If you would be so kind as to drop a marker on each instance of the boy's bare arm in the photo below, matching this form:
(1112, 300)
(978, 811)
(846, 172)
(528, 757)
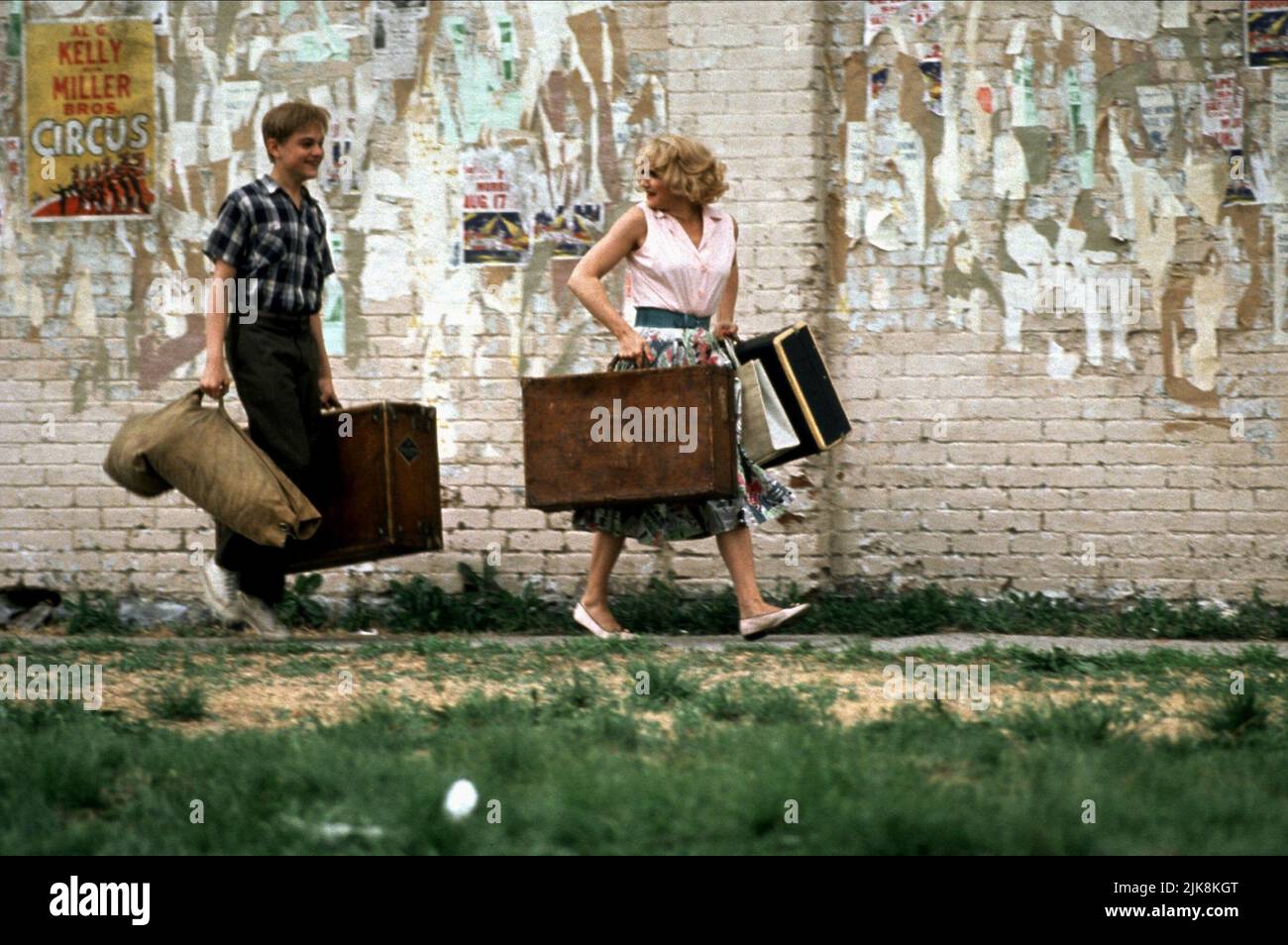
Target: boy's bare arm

------------------------------------------------

Written instruction: Express every line of the items above as a Markdown table with the columns Row and Line, numbering each row and skipping blank lines. Leave the pictures out of the table.

Response to the task:
| Row | Line |
|---|---|
| 1 | If you would be so kind as to drop a marker on each instance of the boy's bare arm in the photo below, matching this form: |
| 2 | (1112, 300) |
| 3 | (978, 811) |
| 4 | (846, 172) |
| 5 | (528, 757) |
| 6 | Target: boy's bare arm |